* **Short task A**
In the passage on Protestants and the National Assembly, who was chosen president of the Assembly?

Then, pointing to a window of the Louvre, he continued, in deep and solemn tones which thrilled through every heart,
"Do you appeal to history? Forget not that from this very hall I behold the window whence a king of France, armed against his people by an execrable faction that disguised personal interest under the cloak of religion, fired his musket and gave the signal for the massacre of St. Bartholomew!"
The effect was electric, and the spirit of intolerance was crushed.
The true Christian charity which the Assembly assumed was cordially accepted by the mass of the nation. We love to record the fact that the great majority of the Catholic population were delighted to see the Protestants restored to their civil and religious rights. Even Michelet, hostile as he is to all revealed religion, testifies: "The unanimity was affecting, and one of the sights the most worthy to call down the blessing of God upon earth. In many parts the Catholics went to the temple of the Protestants, and united with them to return thanks to Providence together. On the other hand the Protestants attended at the Catholic Te Deum. Far above all the altars, every temple and every church, a divine ray had appeared in heaven."[249] In every place where the Protestants were in the majority they presented the most affecting spectacle of fraternity.
A Protestant, M. Rabaud de St. Etienne, was chosen president of the Assembly—a position at that time higher than that of the throne. He was the son of the celebrated Protestant martyr of Cevennes, who for long years had been hunted like a wild beast, as he hid in dens in the forest, escaping from the ferocity of religious persecution. The venerable parent was still living, and received from his son a letter containing the declaration, "The president of the National Assembly is at your feet."
The higher ecclesiastics were, however, exasperated by this triumph of religious liberty. They succeeded, in Montauban and in Nimes, in exciting a Roman Catholic mob against the Protestants. The ignorant populace, roused by superstition, seized their arms, shouted "Down with the nation!" and fell with the most cruel butchery upon the Protestants. The violent insurrection was, however, soon quelled, and without any acts of retaliatory vengeance.[250] The bishops anathematized every priest friendly to the Revolution, and designated all such to the hatred and contempt of the fanatic populace. The bishop who, under the old régime, had enjoyed an income of eight hundred thousand francs ($160,000), and was rejoicing in his palaces, horses, and concubines, invoked the wrath of God upon the curate who was now receiving twelve hundred francs ($240) from the nation. The power of the papal ecclesiastics was so strong that most of the humble curates were eventually compelled to abandon the Revolution and rally again around the sceptre of the Pope.

* **Records for this task**
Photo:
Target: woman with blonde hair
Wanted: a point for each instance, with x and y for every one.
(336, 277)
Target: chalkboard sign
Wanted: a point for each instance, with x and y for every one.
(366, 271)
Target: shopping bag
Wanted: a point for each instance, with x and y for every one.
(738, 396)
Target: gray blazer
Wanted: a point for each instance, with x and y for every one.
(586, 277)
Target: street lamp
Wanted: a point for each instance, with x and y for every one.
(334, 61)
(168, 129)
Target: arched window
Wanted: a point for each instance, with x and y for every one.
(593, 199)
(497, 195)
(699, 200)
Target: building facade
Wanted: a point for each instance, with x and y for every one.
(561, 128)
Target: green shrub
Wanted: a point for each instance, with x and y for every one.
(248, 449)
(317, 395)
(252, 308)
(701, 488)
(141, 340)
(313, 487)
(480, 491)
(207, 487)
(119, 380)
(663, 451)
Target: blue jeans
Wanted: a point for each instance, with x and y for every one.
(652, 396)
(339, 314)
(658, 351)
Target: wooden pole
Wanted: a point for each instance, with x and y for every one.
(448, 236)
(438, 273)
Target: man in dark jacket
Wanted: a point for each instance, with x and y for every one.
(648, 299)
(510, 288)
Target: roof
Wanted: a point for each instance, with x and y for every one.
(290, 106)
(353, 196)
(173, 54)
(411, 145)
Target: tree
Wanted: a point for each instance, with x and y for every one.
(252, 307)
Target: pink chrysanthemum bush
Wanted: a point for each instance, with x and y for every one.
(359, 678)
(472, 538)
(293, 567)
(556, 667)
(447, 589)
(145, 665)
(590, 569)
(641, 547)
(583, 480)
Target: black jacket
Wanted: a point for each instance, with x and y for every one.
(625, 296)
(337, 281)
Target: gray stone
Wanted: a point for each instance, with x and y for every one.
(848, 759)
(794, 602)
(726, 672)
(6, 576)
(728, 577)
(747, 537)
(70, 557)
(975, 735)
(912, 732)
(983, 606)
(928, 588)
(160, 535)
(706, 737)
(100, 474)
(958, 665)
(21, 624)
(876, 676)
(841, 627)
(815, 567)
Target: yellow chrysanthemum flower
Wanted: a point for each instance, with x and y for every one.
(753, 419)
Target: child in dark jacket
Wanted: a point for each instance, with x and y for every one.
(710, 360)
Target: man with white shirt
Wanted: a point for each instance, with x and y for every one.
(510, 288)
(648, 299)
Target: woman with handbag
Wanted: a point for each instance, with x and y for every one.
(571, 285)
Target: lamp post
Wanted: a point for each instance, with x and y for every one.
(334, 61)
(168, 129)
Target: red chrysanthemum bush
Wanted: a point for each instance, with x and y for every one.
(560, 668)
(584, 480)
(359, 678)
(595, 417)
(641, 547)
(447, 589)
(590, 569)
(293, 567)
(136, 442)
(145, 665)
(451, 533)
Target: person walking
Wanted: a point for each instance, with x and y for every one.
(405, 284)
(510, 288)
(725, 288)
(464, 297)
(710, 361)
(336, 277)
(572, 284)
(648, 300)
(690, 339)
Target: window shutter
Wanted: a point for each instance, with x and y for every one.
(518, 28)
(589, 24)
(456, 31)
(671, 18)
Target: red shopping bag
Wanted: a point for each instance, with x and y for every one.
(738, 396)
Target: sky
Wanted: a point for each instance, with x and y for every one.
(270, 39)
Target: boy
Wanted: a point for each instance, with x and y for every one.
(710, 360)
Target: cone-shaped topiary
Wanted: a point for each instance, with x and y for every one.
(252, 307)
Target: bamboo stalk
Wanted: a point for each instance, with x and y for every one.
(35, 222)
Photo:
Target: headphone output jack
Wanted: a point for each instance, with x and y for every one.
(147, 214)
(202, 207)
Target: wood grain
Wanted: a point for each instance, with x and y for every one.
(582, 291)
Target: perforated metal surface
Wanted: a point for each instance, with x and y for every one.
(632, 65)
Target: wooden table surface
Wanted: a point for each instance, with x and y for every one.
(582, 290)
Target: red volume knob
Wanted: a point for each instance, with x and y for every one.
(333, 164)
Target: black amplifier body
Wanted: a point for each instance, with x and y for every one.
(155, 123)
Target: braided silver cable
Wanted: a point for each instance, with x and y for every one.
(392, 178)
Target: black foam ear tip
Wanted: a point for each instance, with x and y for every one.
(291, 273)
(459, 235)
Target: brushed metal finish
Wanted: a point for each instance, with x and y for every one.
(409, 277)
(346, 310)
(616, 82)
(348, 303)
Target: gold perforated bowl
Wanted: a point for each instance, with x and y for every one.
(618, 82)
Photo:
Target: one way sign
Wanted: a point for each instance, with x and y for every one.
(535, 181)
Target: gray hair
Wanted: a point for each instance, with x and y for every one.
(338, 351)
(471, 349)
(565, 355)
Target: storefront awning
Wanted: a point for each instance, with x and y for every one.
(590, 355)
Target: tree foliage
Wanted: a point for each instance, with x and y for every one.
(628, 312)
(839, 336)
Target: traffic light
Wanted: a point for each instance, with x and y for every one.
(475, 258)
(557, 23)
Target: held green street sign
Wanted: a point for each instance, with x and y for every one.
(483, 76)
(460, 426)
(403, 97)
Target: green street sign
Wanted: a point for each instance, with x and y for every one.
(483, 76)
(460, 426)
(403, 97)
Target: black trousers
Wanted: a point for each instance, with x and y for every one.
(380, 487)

* **Short task B**
Format the rows from the line with "Target: gray hair" through the end of the rows as a two-column CSV with the columns text and answer. Give one CSV line per row, with its text and its answer each in a single quoted field and line breaks replaced by spaces.

* **Task answer A**
M. Rabaud de St. Etienne, a Protestant.

* **Task answer B**
text,answer
"Target: gray hair Wanted: a point for each instance, with x and y for every one.","(338, 351) (471, 349) (565, 355)"
"Target: storefront awning Wanted: a point for each instance, with x and y for every one.","(590, 355)"
"Target: tree foliage Wanted: a point for each instance, with x and y for every one.","(628, 312) (839, 336)"
"Target: traffic light Wanted: a point for each instance, with x and y for every one.","(475, 258) (557, 23)"
"Target: held green street sign Wanted: a point for each instance, with x and y for every one.","(483, 76) (460, 426) (403, 97)"
"Target: green street sign Wanted: a point for each instance, with x and y for every one.","(483, 76) (460, 426) (403, 97)"
"Target: black trousers Wanted: a point for each instance, with x and y for every one.","(380, 487)"